### Task to complete
Could you rescale the listing from the line with "If you don't mind, I'd like you to find the asphalt" to the line with "[7, 338, 640, 461]", both included, by writing those lines out again with the other text unchanged and every bounding-box coordinate multiplied by 0.85 and rounded to a whole number, halves rounded up? Give only those lines.

### Data in this exercise
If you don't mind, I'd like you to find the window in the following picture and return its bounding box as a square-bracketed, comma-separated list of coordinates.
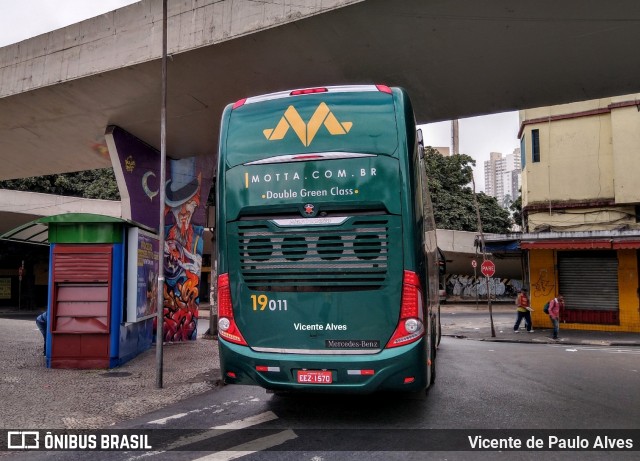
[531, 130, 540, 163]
...
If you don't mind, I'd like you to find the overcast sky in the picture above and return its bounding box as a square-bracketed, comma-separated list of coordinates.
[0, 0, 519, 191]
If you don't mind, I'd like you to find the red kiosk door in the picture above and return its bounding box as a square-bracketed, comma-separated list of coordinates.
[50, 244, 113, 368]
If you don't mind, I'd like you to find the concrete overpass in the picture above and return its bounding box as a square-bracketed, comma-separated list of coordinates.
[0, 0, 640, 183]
---
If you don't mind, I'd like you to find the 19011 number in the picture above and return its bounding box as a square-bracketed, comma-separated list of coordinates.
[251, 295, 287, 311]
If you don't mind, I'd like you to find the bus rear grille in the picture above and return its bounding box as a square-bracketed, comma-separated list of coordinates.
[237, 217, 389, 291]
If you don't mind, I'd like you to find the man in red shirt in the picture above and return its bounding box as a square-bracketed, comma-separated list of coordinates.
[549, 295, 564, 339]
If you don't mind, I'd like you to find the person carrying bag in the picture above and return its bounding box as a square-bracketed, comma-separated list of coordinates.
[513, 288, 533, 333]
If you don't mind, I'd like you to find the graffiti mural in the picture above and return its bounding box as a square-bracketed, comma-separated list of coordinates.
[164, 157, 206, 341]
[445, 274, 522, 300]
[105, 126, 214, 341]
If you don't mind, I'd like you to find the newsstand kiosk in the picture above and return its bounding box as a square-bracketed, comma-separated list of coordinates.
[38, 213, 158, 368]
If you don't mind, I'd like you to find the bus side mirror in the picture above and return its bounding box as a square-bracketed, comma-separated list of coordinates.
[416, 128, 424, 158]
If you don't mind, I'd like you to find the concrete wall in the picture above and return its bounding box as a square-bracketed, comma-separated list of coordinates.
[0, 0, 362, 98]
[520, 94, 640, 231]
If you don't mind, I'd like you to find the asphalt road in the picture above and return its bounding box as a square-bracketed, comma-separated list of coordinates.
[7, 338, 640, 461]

### The solution
If you don't mind, I'd like you to find the asphalt road in the picture above and return its bounding box as a square-bracketed, comma-separated list of coordinates.
[6, 287, 544, 392]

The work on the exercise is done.